BEGIN Material provided
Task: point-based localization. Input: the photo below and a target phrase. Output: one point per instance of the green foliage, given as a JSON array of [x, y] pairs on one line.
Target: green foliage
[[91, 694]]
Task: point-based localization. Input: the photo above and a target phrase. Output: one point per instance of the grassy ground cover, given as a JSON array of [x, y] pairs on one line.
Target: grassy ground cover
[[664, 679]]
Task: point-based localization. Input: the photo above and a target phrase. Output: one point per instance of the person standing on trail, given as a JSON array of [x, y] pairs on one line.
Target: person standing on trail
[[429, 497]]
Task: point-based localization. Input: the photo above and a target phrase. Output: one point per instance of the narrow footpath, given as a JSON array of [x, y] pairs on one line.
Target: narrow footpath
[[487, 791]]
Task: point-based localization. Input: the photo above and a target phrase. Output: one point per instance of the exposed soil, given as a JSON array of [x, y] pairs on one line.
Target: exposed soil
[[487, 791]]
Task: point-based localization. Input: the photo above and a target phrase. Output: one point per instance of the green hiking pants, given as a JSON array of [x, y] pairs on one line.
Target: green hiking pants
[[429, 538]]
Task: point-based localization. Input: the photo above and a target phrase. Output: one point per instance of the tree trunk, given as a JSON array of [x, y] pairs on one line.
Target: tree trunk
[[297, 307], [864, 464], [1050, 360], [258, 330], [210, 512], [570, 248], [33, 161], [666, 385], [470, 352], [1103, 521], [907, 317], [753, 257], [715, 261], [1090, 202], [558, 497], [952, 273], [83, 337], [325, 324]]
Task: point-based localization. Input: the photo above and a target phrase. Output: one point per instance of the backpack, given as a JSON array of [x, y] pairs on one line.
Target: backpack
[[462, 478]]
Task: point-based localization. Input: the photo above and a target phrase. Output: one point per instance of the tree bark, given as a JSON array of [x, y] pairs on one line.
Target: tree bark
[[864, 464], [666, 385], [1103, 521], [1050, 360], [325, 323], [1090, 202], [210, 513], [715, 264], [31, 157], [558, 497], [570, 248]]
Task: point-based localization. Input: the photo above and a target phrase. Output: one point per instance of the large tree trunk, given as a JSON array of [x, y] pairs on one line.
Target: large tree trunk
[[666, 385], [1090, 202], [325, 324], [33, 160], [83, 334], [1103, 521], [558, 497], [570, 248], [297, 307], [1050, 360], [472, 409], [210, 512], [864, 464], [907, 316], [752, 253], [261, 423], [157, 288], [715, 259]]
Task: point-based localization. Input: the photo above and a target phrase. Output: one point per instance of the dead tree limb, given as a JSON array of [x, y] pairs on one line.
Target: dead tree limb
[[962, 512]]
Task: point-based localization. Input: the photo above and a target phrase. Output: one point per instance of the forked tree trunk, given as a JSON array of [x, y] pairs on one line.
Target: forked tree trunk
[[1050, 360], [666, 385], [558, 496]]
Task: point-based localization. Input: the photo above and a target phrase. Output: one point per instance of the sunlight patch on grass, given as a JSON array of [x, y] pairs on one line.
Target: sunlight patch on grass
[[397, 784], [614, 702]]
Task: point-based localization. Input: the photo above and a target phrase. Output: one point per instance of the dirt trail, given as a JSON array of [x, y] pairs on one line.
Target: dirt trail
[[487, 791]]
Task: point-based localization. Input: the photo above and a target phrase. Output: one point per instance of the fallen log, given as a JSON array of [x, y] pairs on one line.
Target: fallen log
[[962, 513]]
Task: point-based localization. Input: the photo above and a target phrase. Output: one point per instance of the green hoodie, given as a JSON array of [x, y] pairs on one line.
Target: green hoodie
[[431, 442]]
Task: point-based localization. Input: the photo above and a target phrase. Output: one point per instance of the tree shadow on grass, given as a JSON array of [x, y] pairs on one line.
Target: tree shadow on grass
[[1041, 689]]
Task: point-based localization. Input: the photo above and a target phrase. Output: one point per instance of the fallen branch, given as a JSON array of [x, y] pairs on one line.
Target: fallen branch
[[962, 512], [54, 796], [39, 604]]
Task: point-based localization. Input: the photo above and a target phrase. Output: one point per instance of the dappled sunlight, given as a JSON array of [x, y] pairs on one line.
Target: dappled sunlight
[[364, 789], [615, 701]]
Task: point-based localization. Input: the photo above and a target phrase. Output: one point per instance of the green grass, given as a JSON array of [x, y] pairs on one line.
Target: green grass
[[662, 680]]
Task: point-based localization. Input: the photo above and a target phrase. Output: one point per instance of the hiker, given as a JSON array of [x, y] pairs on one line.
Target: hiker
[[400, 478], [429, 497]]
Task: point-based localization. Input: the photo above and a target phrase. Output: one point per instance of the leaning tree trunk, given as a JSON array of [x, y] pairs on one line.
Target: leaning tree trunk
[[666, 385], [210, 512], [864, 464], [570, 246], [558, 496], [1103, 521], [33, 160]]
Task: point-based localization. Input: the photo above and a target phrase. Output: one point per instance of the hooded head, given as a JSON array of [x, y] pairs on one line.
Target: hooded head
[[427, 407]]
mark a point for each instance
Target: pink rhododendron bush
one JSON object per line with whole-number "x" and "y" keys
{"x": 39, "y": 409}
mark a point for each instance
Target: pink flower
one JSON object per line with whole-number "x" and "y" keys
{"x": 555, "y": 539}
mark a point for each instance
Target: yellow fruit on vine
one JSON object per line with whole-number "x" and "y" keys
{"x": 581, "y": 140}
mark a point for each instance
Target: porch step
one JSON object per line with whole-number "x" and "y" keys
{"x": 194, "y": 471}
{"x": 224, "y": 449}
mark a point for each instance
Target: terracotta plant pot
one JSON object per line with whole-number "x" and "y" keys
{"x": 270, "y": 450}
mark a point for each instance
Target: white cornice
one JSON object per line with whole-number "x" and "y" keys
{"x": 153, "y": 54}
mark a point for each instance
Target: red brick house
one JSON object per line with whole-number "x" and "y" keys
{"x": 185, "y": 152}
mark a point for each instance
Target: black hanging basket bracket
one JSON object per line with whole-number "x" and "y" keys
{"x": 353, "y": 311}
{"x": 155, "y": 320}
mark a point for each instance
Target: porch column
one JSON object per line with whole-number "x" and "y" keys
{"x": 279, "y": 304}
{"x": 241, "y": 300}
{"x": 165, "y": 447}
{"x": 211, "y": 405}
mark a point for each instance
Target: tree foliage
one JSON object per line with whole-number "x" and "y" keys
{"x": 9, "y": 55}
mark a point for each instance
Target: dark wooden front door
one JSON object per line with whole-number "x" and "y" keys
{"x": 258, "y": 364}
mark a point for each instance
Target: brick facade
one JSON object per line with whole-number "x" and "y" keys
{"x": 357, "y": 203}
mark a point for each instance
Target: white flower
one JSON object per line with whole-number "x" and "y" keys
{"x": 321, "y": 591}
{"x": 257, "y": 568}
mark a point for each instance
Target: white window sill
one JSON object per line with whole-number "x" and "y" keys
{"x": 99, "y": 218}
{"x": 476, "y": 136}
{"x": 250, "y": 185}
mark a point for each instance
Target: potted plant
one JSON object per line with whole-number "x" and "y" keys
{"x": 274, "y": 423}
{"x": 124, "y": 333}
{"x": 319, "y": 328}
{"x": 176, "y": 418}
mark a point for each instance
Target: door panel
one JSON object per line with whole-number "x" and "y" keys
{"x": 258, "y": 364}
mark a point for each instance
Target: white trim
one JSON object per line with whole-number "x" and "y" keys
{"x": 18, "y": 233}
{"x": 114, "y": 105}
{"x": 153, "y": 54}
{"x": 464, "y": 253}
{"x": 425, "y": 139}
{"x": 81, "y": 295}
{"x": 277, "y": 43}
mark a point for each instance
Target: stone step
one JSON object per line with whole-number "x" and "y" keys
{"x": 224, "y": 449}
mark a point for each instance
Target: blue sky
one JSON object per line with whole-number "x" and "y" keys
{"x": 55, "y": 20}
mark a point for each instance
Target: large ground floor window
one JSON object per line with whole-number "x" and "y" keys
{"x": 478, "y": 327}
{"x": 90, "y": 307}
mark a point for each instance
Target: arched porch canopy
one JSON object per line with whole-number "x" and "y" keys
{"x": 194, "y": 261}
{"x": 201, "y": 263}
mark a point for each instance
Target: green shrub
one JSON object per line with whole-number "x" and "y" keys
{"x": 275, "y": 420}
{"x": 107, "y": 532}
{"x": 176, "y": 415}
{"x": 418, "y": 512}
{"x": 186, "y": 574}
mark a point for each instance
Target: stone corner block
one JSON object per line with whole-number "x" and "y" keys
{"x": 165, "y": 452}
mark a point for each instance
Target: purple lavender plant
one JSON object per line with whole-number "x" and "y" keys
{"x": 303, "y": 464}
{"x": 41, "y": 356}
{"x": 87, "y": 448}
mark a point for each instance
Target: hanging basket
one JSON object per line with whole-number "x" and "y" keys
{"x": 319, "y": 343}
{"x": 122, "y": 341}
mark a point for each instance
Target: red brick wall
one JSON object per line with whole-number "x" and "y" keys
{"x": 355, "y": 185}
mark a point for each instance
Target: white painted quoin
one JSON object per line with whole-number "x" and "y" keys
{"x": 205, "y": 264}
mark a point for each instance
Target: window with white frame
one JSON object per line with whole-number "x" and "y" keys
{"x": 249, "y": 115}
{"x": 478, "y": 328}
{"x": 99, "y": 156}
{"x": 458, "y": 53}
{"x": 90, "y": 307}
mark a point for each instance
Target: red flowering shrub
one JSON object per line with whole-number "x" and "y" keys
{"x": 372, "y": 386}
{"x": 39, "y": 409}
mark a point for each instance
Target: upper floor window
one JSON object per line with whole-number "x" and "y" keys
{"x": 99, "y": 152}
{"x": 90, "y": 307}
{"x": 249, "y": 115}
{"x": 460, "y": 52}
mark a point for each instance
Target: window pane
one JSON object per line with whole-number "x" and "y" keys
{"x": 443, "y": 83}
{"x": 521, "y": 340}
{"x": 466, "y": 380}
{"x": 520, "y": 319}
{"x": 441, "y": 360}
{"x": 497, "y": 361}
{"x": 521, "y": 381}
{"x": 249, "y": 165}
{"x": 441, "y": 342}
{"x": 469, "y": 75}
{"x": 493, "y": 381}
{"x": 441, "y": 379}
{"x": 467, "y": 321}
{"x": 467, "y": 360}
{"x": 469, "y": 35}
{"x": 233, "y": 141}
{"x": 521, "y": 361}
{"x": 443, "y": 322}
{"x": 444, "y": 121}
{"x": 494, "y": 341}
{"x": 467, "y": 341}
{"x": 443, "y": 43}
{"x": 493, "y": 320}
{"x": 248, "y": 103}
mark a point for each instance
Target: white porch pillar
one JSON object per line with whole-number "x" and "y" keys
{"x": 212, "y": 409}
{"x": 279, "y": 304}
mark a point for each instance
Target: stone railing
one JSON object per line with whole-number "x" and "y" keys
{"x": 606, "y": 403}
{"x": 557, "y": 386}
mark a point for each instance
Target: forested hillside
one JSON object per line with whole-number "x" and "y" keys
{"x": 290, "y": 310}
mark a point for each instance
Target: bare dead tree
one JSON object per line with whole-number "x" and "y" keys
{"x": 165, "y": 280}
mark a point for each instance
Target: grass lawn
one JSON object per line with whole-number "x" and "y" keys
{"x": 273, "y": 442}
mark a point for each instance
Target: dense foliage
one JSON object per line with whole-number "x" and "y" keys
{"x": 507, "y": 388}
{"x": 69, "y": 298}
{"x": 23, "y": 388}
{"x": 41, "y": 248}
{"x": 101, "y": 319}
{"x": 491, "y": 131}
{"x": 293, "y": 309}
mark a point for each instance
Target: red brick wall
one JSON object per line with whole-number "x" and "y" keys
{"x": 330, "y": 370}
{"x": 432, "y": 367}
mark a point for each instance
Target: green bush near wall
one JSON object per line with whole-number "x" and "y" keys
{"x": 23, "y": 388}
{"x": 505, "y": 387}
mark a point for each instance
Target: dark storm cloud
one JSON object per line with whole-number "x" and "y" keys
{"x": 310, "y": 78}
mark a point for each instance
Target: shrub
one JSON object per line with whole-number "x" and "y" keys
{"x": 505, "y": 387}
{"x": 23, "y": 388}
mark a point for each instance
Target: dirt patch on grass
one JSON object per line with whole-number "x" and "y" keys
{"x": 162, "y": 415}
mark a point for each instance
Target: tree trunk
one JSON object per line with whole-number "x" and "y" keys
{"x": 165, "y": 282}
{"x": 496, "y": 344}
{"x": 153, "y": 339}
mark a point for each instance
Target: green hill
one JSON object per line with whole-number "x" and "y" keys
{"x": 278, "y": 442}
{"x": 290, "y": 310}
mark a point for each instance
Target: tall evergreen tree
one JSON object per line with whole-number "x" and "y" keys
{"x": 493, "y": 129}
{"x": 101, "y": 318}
END Material provided
Required action:
What are the lines above, starting at the one with "Target: large ground floor window" and ending at the one with "Target: green shrub"? Give them again exactly, and only them.

The completed task:
Target: large ground floor window
one JSON object per line with whole-number "x" and "y" keys
{"x": 478, "y": 327}
{"x": 90, "y": 307}
mark a point for each instance
Target: arched porch canopy
one JSON object per line with whole-number "x" and "y" keys
{"x": 194, "y": 261}
{"x": 201, "y": 263}
mark a point for each instance
Target: green shrub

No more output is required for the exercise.